TASK PROMPT: Identify each row below that contains the word "bollard" and copy those rows.

(Dataset items)
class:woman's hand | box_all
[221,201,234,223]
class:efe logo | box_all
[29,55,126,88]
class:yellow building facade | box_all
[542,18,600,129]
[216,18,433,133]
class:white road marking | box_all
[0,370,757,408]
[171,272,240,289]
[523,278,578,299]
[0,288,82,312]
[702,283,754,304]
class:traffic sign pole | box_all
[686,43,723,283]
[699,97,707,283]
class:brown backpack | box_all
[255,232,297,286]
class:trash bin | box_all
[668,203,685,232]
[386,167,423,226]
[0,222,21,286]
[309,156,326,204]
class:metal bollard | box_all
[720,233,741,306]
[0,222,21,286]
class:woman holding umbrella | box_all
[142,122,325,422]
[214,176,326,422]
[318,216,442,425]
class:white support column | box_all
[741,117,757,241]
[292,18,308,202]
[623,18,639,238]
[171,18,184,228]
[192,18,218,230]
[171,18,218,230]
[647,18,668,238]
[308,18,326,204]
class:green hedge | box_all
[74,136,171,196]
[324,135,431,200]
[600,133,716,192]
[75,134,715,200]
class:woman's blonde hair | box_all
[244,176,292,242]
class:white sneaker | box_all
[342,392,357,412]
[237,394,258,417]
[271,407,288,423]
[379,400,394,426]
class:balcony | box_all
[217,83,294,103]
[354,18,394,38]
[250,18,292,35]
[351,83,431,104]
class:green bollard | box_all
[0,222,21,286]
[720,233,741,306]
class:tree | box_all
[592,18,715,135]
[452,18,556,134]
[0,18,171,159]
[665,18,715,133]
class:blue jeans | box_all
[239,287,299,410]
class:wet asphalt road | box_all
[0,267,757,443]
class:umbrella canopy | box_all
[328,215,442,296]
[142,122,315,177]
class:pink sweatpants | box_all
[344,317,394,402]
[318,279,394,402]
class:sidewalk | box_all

EXERCISE SOLUTION:
class:metal bollard | box_all
class:green bollard | box_all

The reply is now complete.